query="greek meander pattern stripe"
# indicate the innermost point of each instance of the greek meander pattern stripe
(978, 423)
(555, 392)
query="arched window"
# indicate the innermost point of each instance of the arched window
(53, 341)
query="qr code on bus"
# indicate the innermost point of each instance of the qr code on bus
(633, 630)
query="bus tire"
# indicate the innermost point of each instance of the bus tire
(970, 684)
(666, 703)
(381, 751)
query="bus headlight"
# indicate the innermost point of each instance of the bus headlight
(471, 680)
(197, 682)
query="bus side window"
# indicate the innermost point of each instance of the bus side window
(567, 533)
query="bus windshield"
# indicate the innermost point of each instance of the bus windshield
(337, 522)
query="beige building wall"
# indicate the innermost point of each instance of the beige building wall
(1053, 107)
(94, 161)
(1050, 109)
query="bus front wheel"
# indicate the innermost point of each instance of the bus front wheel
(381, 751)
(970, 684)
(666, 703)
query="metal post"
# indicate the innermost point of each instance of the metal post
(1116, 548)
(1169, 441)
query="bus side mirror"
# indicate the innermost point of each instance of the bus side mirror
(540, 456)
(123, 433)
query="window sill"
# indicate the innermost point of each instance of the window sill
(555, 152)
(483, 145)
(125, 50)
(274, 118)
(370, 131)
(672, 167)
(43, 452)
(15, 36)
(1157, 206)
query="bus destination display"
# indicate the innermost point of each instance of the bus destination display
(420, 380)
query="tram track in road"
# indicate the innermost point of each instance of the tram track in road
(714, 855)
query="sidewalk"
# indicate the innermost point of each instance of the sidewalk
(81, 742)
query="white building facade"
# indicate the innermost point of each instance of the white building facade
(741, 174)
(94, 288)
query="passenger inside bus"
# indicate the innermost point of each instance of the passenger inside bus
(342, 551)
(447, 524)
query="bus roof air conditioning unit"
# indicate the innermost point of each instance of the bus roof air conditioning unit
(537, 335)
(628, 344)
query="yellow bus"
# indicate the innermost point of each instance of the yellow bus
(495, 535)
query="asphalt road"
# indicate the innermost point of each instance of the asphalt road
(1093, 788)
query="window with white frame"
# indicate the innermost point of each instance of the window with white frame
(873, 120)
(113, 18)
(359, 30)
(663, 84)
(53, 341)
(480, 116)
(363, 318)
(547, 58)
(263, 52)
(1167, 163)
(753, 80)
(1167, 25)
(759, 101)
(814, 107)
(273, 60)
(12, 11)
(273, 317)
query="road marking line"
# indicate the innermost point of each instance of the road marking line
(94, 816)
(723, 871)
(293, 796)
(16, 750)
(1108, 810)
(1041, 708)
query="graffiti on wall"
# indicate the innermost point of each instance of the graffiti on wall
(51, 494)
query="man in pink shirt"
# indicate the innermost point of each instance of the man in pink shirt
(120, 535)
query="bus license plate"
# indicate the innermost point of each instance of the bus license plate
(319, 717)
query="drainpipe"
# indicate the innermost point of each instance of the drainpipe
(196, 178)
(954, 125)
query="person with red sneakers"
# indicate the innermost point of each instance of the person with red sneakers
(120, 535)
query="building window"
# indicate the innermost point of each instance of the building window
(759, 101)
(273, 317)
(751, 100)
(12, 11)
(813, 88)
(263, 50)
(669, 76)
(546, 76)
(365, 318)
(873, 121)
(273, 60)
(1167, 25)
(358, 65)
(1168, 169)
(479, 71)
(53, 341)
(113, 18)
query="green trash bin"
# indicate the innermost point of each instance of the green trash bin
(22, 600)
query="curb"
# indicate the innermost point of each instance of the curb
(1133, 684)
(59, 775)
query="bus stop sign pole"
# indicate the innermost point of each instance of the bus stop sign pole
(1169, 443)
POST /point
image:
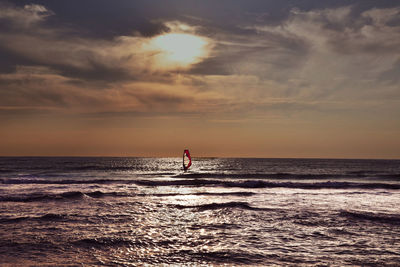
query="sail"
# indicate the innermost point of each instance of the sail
(187, 160)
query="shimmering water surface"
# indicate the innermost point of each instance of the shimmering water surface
(138, 211)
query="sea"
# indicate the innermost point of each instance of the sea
(131, 211)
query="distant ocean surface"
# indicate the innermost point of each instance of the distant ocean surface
(147, 211)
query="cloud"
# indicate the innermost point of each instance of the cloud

Task details — Starting with the line containing "POST /point" and going on through the end of the material, write out only those lines again, requests included, with each point coordinate in the answers multiplied by 1.65 and rounded to a whole number, halves up. Leave the pictures out.

Reply to the task —
POST /point
image:
query="sail"
# indicate the innermost point of each instance of the sail
(309, 264)
query="shimmering water surface"
# indicate the innermost point of each instance of the shimmering water surface
(228, 348)
query="sea"
# indicate the innermost point of each instance of the sea
(216, 348)
query="distant ocean surface"
# indicate the innermost point of each instance of the distant ocean surface
(243, 348)
query="cloud"
# indicate the innermost point of each instance of the cloud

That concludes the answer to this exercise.